Start of Supplied material

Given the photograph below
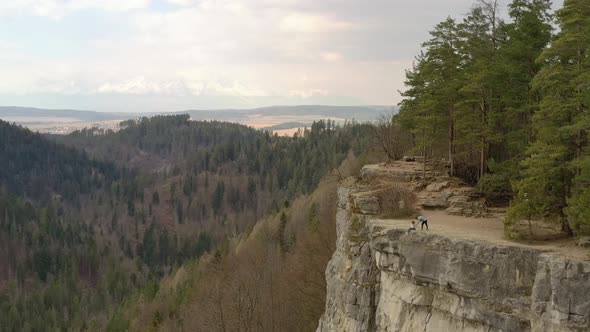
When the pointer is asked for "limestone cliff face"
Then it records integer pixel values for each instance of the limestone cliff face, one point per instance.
(381, 279)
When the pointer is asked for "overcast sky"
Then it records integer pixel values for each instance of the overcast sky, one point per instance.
(169, 55)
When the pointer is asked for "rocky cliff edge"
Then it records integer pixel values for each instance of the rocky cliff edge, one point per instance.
(382, 279)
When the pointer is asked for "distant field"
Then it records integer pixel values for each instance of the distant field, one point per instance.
(283, 120)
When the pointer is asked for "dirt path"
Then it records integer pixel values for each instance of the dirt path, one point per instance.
(484, 229)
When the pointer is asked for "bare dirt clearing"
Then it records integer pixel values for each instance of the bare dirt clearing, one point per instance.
(483, 229)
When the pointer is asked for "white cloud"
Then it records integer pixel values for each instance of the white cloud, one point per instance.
(224, 48)
(299, 22)
(59, 8)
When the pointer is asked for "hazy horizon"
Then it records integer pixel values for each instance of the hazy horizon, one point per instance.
(169, 55)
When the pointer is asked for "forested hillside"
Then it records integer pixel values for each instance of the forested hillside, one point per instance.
(506, 103)
(83, 235)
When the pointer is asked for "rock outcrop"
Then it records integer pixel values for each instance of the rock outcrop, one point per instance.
(382, 279)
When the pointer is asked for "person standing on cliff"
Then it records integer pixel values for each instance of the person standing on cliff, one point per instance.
(423, 221)
(412, 228)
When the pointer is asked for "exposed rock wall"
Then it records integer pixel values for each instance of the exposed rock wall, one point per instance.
(380, 279)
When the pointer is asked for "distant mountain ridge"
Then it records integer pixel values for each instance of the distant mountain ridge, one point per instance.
(64, 121)
(82, 116)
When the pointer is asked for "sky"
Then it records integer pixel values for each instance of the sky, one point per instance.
(172, 55)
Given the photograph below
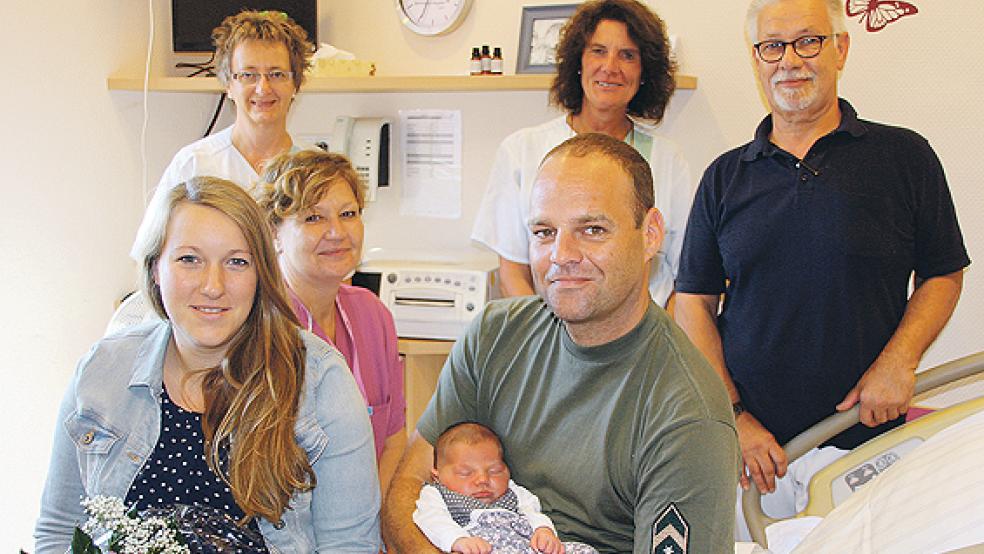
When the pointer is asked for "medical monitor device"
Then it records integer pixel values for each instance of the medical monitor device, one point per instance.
(192, 21)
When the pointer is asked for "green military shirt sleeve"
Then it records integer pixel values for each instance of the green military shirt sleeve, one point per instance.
(686, 490)
(454, 400)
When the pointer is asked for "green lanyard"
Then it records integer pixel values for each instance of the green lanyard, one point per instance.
(642, 142)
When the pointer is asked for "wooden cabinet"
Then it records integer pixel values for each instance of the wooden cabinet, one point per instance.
(422, 363)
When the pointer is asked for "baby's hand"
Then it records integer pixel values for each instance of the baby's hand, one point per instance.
(545, 541)
(471, 545)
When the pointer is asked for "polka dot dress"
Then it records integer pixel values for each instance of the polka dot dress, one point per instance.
(177, 473)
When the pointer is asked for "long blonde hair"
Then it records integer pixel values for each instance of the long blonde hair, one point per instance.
(252, 397)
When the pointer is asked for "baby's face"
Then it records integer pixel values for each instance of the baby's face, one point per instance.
(474, 470)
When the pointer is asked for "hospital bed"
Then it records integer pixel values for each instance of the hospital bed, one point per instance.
(834, 485)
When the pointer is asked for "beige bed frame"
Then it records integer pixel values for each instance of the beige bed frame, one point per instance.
(836, 482)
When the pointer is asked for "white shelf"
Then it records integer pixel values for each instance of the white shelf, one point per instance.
(439, 83)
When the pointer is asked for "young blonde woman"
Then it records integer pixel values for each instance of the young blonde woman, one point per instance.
(224, 403)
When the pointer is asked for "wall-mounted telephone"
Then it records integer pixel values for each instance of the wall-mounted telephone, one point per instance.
(366, 141)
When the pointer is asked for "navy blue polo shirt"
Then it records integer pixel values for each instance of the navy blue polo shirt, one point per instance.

End of Supplied material

Exercise directions — Make an exact copy of the listing above. Do not include the pictures.

Solution for this problem —
Given the photograph below
When the pointer is asked for "limestone cliff face"
Then it records integer pixel values for each instance of the limestone cliff face, one point per instance.
(381, 279)
When the pointer is asked for "overcast sky"
Then it records integer pixel values for each instance of the overcast sky, one point per instance.
(169, 55)
When the pointer is asked for "rocky cliff edge"
Then it records integer pixel values for each instance of the rocky cliff edge, one point per instance.
(382, 279)
When the pointer is asked for "distant field"
Then it records integer pixel values for each instance of the distant field, one point per instance.
(283, 120)
When the pointer is asked for "dirt path"
Then it records integer pixel values for each instance of the dirt path, one point per instance.
(484, 229)
When the pointer is asked for "bare dirt clearing"
Then it records integer pixel values for each instance of the bare dirt clearing, one point per instance.
(483, 229)
When the pointer is asked for "white cloud"
Then it records integer pixel values for each instance of the white cloud, one point per instance.
(224, 48)
(299, 22)
(59, 8)
When the pointer is asked for "hazy horizon"
Then it records integer pixel values for each instance of the hazy horizon, one point per instance.
(169, 55)
When the pointer is asked for "forested hillside"
Then it records integer pixel values for each instance of the forested hillside, one point per instance.
(506, 103)
(83, 235)
When the pointer is asked for "rock outcrop"
Then it records integer pixel values for each instance of the rock outcrop, one point per instance.
(382, 279)
When the pointer is asked for "person standing on cliff"
Then it records integer pixel values for each instance of the person standing on cliff, one point per instance.
(423, 221)
(412, 228)
When the pointer is asked for "exposed rock wall"
Then it records integer pixel values for each instance of the exposed rock wall, one point per instance.
(380, 279)
When the pointer is asked for "distant mountain ridge"
Then it records integer pixel values for each instance of the distant mountain ridge, one point per instance.
(64, 121)
(82, 116)
When the pointer is asked for "sky"
Then it records integer pixel values for each instance of the sky, one point per instance.
(172, 55)
Given the photograph below
When the pointer is asked for "medical monitor device"
Then it records integer pixel values for each instance of the medical monitor device, one point per instance.
(192, 21)
When the pointer is asked for "green military shirt sleeve"
Then it records integer pixel values for each instance of the green military shirt sleeve, one point per instance.
(686, 490)
(454, 400)
When the pointer is asked for "green lanyard"
Then it records integer pixel values for each instance of the green lanyard, one point per instance.
(642, 142)
When the pointer is asked for "wooden cabinet"
Then it records integer pixel values for each instance of the wooden cabinet, one point per instance.
(422, 363)
When the pointer is asked for "baby's hand"
Then it records integer pixel values for each instance of the baby's hand, one point per instance.
(545, 541)
(471, 545)
When the pointer is asked for "polka dot dress"
Then it records integer pixel values for each instance of the polka dot dress, one point per instance.
(177, 473)
When the pointer is asked for "long blonde hair"
Then it records integer pixel values for each instance of the long blonde hair, one point per instance.
(252, 397)
When the pointer is asked for "baby's face"
Then it records integer pixel values for each instance of the baby's face, one point per instance.
(474, 470)
When the pointer is asked for "hospital bed"
Then it records integer pixel values for each instance of the hospital bed, one point per instance.
(834, 485)
When the pointer is asked for "beige bed frame"
Then it records integer pixel values for each instance of the beige bed frame, one point per instance.
(836, 482)
When the pointer is asked for "white shelf"
Then it records integer pixel values for each instance of the white shelf, one point per instance.
(439, 83)
When the pointer is asked for "young blonde woman"
Then it records integer pixel values for each instance of the young blonde woman, one point per instance.
(224, 403)
When the pointer is asked for "wall-mounted telephone"
Then it records integer pixel values for each instance of the wall-mounted telephone, one point per instance.
(366, 141)
When the pointer is asked for "navy blue polo shirt"
Then it records integer pixel values for each instance of the navy blue polo shirt, one point per instance.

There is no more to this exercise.